START Document excerpt
Should you be able to read research you’ve helped to fund? A few years ago, Congress decided this was a good idea, and approved an access policy that makes most taxpayer-funded research freely available online within 12 months of publication. This modest step toward open access — which, as I’ve written before, is vital to healthy science and science policy — has proven a huge boon to researchers and also to those of us who write about science, while leaving most publisher profits quite healthy.
Now, however, as UC Berkeley evolutionary biologist Michael Eisen relates, a proposed bill threatens to reverse this policy:
The NIH Public Access Policy has been quite unpopular with a powerful publishing cartels that are hellbent on denying US taxpayers access to and benefits from research they paid to produce…. [U]nsatisfied with feeding at the public trough only once (the vast majority of the estimated $10 billion dollar revenue of biomedical publishers already comes from public funds), they are seeking to squeeze cancer patients and high school students for an additional $25 every time they want to read about the latest work of America’s scientists.
Unable to convince the NIH to support their schemes, the powerful publishing lobby group – the Association of American Publishers – has sought Congressional relief. In 2009, the AAP induced Michigan Rep John Conyers to introduce the “Fair Copyright in Research Works Act” which would have ended the NIH Public Access Policy before it even got off the ground. Fortunately, that bill never left committee.
But they are back at it. A new AAP backed bill – the “Research Works Act” – was just introduced by Reps Carolyn Maloney (D-NY) and Dareell Issa (R-CA). Its text is simple and odious:
No Federal agency may adopt, implement, maintain, continue, or otherwise engage in any policy, program, or other activity that:
(1) causes, permits, or authorizes network dissemination of any private-sector research work without the prior consent of the publisher of such work; or
(2) requires that any actual or prospective author, or the employer of such an actual or prospective author, assent to network dissemination of a private-sector research work.
This bill would not only end the NIH’s Public Access Policy, but it would forbid any effort on the part of any agency to ensure taxpayer access to work funded by the federal government.
END Document excerpt
START Information shown
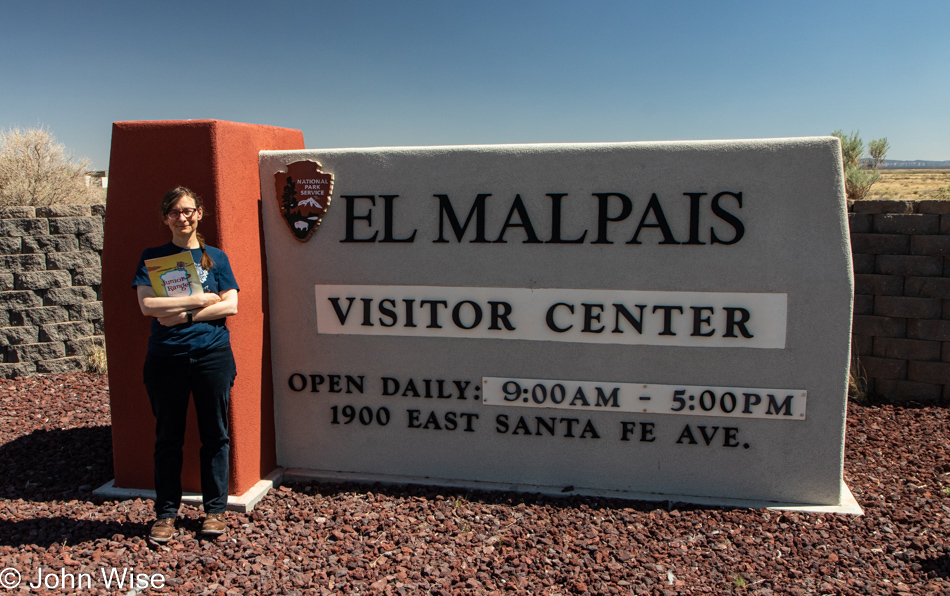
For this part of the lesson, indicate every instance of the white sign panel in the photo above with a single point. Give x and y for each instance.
(653, 320)
(702, 319)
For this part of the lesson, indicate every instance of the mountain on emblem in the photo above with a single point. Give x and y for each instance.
(303, 196)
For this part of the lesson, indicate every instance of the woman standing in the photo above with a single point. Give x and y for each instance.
(189, 353)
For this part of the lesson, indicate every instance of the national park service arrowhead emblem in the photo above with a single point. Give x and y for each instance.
(303, 195)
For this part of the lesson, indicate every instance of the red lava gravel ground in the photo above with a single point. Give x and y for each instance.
(55, 448)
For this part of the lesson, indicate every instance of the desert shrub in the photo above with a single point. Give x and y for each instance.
(860, 170)
(96, 361)
(37, 171)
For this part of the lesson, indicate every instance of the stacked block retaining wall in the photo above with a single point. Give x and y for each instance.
(50, 288)
(901, 331)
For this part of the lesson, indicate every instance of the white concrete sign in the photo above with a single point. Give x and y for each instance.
(647, 320)
(701, 319)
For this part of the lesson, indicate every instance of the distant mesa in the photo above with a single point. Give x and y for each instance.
(309, 203)
(916, 164)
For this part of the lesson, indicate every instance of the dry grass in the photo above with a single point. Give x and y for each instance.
(912, 184)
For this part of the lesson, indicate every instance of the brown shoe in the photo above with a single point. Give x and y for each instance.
(163, 530)
(214, 524)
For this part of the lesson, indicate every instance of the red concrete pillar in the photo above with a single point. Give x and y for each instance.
(218, 160)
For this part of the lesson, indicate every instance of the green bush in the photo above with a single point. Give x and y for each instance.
(860, 170)
(36, 171)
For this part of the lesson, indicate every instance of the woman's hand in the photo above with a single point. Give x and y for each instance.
(209, 298)
(155, 306)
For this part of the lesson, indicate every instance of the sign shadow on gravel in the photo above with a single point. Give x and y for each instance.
(58, 464)
(43, 532)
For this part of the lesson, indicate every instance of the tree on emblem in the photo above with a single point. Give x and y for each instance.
(290, 195)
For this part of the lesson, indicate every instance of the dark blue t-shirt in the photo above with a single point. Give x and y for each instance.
(198, 336)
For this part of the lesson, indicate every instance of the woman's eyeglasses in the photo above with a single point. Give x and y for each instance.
(174, 213)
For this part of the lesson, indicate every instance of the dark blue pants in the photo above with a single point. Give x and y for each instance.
(169, 381)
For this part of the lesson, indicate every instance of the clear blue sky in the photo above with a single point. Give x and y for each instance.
(353, 73)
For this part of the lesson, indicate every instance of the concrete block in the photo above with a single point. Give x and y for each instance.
(937, 246)
(65, 331)
(19, 299)
(906, 223)
(883, 206)
(39, 351)
(24, 227)
(863, 304)
(44, 244)
(862, 345)
(909, 265)
(880, 244)
(878, 285)
(906, 349)
(91, 241)
(84, 345)
(929, 372)
(63, 211)
(73, 295)
(91, 276)
(879, 326)
(911, 308)
(14, 336)
(20, 369)
(75, 225)
(61, 365)
(40, 316)
(862, 263)
(927, 287)
(884, 368)
(87, 311)
(17, 212)
(10, 245)
(42, 280)
(936, 206)
(902, 390)
(934, 330)
(23, 262)
(860, 223)
(72, 260)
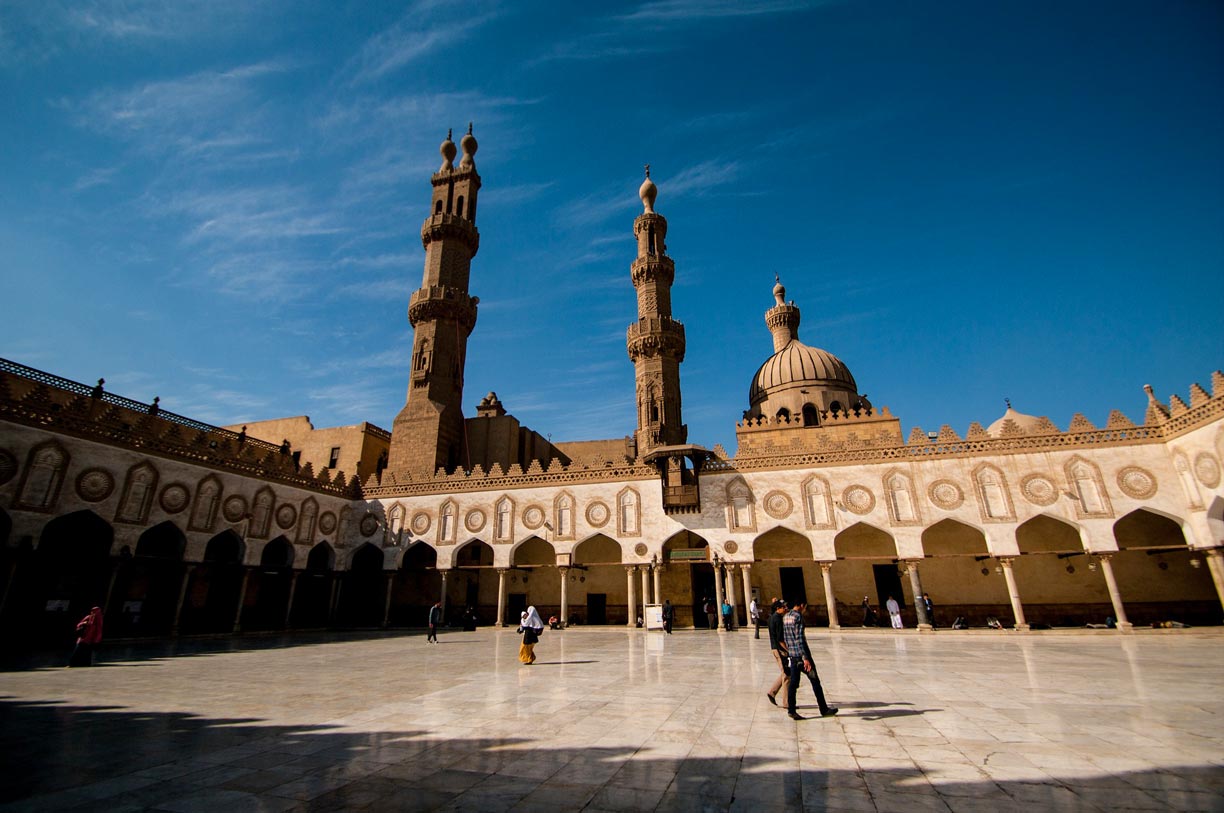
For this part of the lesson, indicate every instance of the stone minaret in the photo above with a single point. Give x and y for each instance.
(655, 340)
(429, 432)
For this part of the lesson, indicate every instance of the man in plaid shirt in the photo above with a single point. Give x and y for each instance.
(799, 661)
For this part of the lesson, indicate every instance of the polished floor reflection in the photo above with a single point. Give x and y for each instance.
(622, 720)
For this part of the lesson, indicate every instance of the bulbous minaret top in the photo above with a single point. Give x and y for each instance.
(448, 153)
(648, 192)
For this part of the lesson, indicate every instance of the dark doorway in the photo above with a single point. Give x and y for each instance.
(515, 605)
(596, 607)
(793, 587)
(888, 583)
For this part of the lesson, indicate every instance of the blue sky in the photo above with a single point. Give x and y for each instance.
(218, 202)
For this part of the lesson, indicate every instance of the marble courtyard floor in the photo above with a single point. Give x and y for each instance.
(611, 719)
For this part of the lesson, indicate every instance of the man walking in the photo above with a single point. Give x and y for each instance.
(799, 661)
(435, 620)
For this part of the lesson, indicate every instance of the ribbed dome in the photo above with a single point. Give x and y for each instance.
(798, 364)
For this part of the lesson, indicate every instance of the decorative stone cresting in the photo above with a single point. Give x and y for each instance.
(1039, 490)
(1136, 483)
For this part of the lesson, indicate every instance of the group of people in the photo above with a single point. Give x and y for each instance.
(788, 643)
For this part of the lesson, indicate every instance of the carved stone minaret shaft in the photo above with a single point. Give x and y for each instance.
(429, 432)
(655, 340)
END Information shown
Exercise description -> According to the passage on the NIH Public Access Policy, how soon after publication does the policy make most taxpayer-funded research freely available online? The records are not needed here.

Task solution -> Within 12 months of publication.